= SELECTED TEXT =
━━━━

Monday, May 21, 2018

AI SPECIAL .......The real-world potential and limitations of artificial intelligence PART II


The real-world potential and limitations of artificial intelligence  PART II

David Schwartz: Right. I’m hearing that we’re dealing with very complicated problems, very complex issues. How would someone, outside in, ever understand what may appear to be—may in fact be—almost a black box?
James Manyika: This is the question of explainability, which is: How do we even know that? You think about where we start applying these systems in the financial world—for example, to lending. If we deny you for a mortgage application, you may want to know why. What is the data point or feature set that led to that decision? If you apply the system set to the criminal-justice system, if somebody’s been let out on bail and somebody else wasn’t, you may want to understand why it is that we came to that conclusion. It may also be an important question for purely research purposes, where you’re trying to self-discover particular behaviors, and so you’re trying to understand what particular part of the data leads to a particular set of behaviors.
This is a very hard problem structurally. The good news, though, is that we’re starting to make progress on some of these things. One of the ways in which we’re making progress is with so-called GANs. These are more generalized, additive models where, as opposed to taking massive amounts of models at the same time, you almost take one feature model set at a time, and you build on it.
For example, when you apply the neural network, you’re exploring one particular feature, and then you layer on another feature; so, you can see how the results are changing based on this kind of layering, if you like, of different feature models. You can see, when the results shift, which model feature set seemed to have made the biggest difference. This is a way to start to get some insight into what exactly is driving the behaviors and outcomes you’re getting.
Michael Chui: One of the other big drivers for explainability is regulation and regulators. If a car decides to make a left turn versus a right turn, and there’s some liability associated with that, the legal system will want to ask the question, “Why did the car make the left turn or the right turn?” In the European Union, there’s the General Data Protection Regulation that will require explainability for certain types of decisions that these machines might make. The machines are completely deterministic. You could say, “Here are a million weights that are associated with our simulated neurons. Here’s why.” But that’s not engaging to a human being.
Another technique is an acronym, LIME, which is locally interpretable model-agnostic explanations. The idea there is from the outside in—rather than look at the structure of the model, just be able to perturb certain parts of the model and the inputs and see whether that makes a difference on the outputs. If you’re taking a look at an image and trying to recognize whether an object is a pickup truck or an ordinary sedan, you might say, “If I change the wind screen on the inputs, does that cause me to have a different output? On the other hand, if I change the back end of the vehicle, it looks like that makes a difference.” That says, that what this model is paying attention to as it’s determining whether it’s a sedan or a pickup truck is the back part of the vehicle. It’s basically doing experiments on the model in order to figure out what makes a difference. Those are some of the techniques that people are trying to use in order to explain how these systems work.
David Schwartz: At some level, I’m hearing from the questions and from what the rejoinder might be that there’s a very human element. A question would be: Why is the answer such and such? And the answer could be, it’s the algorithm. But somebody built that algorithm, or somebody—or a team of somebodies—and machines built that algorithm. That brings us to a limitation that is not quite like the others: bias—human predilections. Could you speak a little bit more about what we’re up against, James?

━━━━

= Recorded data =
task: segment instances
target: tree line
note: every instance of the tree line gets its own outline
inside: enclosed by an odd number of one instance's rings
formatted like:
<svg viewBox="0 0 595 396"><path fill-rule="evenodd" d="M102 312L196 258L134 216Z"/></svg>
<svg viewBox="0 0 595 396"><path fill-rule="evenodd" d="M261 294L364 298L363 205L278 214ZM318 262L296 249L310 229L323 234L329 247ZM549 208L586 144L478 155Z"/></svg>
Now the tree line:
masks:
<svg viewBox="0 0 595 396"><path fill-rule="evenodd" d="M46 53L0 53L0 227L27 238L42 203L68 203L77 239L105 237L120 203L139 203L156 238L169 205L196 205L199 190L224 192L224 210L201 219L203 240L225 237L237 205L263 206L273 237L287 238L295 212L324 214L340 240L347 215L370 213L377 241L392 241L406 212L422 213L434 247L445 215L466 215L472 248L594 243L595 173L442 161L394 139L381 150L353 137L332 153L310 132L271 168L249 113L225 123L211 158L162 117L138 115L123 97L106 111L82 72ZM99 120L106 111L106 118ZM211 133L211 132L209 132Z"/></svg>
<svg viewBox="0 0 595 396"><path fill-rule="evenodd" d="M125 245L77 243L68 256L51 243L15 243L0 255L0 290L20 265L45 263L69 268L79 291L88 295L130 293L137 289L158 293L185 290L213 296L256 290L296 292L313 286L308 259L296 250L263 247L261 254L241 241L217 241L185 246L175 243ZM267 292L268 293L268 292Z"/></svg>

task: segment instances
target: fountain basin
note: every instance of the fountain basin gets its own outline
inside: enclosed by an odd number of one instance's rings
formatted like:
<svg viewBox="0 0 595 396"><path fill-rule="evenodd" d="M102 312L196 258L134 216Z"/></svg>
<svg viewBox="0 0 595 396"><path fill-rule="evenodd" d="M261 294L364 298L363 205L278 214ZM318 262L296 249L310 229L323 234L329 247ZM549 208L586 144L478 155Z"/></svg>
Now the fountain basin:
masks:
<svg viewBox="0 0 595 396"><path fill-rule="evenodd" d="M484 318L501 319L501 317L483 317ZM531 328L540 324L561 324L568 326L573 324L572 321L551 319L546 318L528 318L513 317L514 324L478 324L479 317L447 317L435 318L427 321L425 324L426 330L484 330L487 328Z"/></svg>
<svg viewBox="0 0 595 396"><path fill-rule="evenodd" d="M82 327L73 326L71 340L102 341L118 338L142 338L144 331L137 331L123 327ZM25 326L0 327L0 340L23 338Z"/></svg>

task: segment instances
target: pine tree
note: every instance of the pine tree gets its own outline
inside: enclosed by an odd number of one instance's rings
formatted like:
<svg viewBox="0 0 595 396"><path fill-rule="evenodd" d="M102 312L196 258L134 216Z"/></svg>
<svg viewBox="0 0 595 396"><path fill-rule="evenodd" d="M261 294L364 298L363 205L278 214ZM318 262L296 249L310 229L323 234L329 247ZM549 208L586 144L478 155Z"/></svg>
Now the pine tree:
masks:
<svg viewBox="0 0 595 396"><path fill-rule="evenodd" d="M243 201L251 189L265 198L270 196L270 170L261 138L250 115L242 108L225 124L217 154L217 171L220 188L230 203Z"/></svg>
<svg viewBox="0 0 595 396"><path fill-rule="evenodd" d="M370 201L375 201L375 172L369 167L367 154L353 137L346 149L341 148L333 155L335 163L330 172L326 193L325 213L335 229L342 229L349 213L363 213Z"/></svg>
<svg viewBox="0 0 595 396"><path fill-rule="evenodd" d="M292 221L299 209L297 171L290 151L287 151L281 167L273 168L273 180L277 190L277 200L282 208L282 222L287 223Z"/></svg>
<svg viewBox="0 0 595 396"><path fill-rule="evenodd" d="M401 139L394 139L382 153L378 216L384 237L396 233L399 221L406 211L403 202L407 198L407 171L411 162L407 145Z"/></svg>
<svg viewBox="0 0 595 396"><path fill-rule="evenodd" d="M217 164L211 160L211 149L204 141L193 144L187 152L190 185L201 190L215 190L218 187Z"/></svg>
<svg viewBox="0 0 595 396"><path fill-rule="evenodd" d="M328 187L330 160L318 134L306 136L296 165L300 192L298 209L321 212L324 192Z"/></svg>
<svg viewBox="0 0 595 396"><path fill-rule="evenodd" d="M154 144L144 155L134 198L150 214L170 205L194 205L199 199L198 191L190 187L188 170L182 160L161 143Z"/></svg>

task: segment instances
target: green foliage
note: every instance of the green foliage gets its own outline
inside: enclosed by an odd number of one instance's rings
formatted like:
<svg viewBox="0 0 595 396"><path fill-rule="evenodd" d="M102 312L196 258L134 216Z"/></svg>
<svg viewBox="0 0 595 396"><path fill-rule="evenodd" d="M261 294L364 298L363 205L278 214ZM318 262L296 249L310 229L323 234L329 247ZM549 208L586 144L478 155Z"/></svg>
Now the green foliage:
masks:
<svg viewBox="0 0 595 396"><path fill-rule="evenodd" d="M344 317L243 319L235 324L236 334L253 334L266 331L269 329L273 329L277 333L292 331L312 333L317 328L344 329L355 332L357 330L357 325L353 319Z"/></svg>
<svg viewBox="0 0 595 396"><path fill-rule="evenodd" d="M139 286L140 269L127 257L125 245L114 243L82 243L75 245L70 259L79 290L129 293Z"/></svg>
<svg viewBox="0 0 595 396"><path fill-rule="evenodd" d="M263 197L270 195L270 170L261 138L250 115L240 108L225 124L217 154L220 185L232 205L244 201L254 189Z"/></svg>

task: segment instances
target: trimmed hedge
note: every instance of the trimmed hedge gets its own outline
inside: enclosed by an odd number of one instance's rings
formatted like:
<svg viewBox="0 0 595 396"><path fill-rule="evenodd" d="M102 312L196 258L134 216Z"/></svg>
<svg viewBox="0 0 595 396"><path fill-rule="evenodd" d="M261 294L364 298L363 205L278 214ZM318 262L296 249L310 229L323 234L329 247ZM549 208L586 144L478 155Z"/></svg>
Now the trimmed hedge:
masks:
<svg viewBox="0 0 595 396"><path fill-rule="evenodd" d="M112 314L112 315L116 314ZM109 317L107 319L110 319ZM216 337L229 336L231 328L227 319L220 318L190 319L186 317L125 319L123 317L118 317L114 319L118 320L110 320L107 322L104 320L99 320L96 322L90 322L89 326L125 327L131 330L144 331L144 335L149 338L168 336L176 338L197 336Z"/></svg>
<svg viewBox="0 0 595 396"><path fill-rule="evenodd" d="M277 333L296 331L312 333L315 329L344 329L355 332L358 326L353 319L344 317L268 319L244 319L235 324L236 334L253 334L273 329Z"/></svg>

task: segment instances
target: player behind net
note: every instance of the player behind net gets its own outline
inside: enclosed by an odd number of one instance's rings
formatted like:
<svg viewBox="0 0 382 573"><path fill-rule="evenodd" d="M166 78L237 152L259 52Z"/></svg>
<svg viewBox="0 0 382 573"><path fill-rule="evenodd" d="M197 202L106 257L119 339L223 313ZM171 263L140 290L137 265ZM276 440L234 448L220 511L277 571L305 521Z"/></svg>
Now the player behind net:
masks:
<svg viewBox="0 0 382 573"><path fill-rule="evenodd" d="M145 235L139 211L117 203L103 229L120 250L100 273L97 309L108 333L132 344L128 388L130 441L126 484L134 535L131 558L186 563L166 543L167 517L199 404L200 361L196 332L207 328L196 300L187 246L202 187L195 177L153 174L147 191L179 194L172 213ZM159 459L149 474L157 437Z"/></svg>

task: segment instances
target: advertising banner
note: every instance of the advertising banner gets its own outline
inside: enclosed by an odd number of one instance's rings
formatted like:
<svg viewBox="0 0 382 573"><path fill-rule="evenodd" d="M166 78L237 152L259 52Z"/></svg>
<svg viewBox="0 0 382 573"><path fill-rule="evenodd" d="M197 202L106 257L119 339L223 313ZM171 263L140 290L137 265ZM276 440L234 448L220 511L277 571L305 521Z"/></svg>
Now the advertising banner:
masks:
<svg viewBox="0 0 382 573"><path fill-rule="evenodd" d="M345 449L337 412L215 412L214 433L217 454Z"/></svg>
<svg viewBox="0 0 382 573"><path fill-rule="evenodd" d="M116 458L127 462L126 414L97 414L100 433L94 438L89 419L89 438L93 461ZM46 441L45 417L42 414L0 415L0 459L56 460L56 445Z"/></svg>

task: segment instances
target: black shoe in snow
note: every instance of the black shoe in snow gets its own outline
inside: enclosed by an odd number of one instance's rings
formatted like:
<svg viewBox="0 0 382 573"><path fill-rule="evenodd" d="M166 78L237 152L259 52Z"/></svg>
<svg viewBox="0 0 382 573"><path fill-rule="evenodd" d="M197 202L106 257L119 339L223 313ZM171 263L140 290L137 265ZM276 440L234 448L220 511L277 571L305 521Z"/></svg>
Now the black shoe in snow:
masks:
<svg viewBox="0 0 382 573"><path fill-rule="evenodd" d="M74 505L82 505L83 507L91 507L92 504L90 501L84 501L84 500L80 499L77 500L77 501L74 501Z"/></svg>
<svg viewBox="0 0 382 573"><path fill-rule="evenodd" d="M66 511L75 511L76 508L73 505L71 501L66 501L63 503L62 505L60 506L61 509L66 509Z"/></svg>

━━━━

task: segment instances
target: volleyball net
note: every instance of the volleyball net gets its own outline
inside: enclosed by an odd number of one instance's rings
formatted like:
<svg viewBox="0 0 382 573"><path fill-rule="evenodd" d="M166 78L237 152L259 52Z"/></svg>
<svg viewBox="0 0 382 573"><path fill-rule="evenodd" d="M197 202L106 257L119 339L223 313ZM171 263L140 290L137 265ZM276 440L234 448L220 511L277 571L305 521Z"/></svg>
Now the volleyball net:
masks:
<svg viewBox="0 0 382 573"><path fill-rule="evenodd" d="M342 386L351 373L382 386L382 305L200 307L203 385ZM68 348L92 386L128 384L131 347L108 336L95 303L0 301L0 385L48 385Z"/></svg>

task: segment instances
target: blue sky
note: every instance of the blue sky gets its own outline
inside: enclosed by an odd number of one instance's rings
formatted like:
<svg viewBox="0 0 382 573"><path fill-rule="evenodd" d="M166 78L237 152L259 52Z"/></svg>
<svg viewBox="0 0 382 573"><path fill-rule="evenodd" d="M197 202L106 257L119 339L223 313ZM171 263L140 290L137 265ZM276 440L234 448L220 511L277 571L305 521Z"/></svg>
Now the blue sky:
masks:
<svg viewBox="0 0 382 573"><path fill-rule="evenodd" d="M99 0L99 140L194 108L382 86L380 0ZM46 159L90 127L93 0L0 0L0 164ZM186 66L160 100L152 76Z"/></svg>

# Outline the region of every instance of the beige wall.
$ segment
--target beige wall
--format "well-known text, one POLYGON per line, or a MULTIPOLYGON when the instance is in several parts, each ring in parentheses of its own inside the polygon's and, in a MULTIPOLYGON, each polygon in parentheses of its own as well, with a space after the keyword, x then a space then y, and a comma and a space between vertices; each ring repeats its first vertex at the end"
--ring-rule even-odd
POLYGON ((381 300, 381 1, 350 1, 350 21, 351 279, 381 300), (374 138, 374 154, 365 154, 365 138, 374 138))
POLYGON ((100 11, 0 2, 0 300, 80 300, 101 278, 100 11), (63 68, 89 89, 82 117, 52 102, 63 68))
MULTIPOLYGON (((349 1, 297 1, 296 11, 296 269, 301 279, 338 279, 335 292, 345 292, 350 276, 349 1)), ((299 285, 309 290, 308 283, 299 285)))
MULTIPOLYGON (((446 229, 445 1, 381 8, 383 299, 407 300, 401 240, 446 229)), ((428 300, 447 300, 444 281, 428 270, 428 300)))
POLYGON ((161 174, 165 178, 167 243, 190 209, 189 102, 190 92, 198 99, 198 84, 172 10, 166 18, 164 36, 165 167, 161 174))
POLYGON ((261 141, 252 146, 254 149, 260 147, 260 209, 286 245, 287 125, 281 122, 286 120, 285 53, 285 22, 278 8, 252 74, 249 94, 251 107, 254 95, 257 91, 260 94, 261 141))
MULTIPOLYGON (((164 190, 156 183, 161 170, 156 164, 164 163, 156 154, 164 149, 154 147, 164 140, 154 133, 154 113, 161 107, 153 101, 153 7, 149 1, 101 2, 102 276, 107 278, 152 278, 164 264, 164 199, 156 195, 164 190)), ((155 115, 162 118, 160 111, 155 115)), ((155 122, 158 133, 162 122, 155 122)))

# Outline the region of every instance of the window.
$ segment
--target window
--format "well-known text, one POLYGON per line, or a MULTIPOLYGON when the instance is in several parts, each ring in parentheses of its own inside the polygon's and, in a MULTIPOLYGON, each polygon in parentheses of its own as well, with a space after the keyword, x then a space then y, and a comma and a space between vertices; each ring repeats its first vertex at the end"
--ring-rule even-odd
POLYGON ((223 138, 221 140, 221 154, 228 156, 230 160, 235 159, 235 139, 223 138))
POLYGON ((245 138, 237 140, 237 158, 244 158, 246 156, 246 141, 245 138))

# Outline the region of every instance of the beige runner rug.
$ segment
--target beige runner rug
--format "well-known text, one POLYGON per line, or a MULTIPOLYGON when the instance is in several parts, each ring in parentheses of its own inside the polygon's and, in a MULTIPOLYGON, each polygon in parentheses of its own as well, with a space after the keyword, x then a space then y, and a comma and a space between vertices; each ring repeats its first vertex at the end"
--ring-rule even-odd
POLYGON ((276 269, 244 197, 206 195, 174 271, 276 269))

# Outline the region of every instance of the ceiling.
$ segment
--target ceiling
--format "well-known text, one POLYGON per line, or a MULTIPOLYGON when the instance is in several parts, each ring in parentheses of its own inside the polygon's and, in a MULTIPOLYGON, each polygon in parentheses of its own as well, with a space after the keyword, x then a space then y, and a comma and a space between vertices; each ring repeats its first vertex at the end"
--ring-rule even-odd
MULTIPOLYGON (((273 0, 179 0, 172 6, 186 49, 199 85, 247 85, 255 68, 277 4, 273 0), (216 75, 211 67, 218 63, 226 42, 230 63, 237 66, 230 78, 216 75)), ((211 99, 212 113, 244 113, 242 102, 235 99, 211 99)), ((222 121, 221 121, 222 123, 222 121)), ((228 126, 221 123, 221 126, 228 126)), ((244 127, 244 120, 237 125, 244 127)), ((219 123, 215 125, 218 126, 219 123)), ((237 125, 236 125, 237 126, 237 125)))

━━━━

= REQUIRED WORK =
• A. Translate this sentence from the interview on artificial intelligence into Spanish: "It's basically doing experiments on the model in order to figure out what makes a difference."
• B. According to the interview on artificial intelligence, what does the acronym LIME stand for?
• C. Continue the interview on artificial intelligence after its final sentence, with James Manyika responding to the question on bias.

= SOLVED TASKS =
• A. Básicamente está haciendo experimentos con el modelo para averiguar qué marca la diferencia.

• B. Locally interpretable model-agnostic explanations.

• C.
It becomes very, very important to think through what might be the inherent biases in the data, in any direction.
James Manyika: The question of bias is a very important one. And I’d put it into two parts.
Clearly, these algorithms are, in some ways, a big improvement on human biases. This is the positive side of the bias conversation. We know that, for example, sometimes, when humans are interpreting data on CVs [curriculum vitae], they might gravitate to one set of attributes and ignore some other attributes because of whatever predilections that they bring. There’s a big part of this in which the application of these algorithms is, in fact, a significant improvement compared to human biases. In that sense, this is a good thing. We want those kinds of benefits.
But I think it’s worth having the second part of the conversation, which is, even when we are applying these algorithms, we do know that they are creatures of the data and the inputs you put in. If those inputs you put in have some inherent biases themselves, you may be introducing different kinds of biases at much larger scale.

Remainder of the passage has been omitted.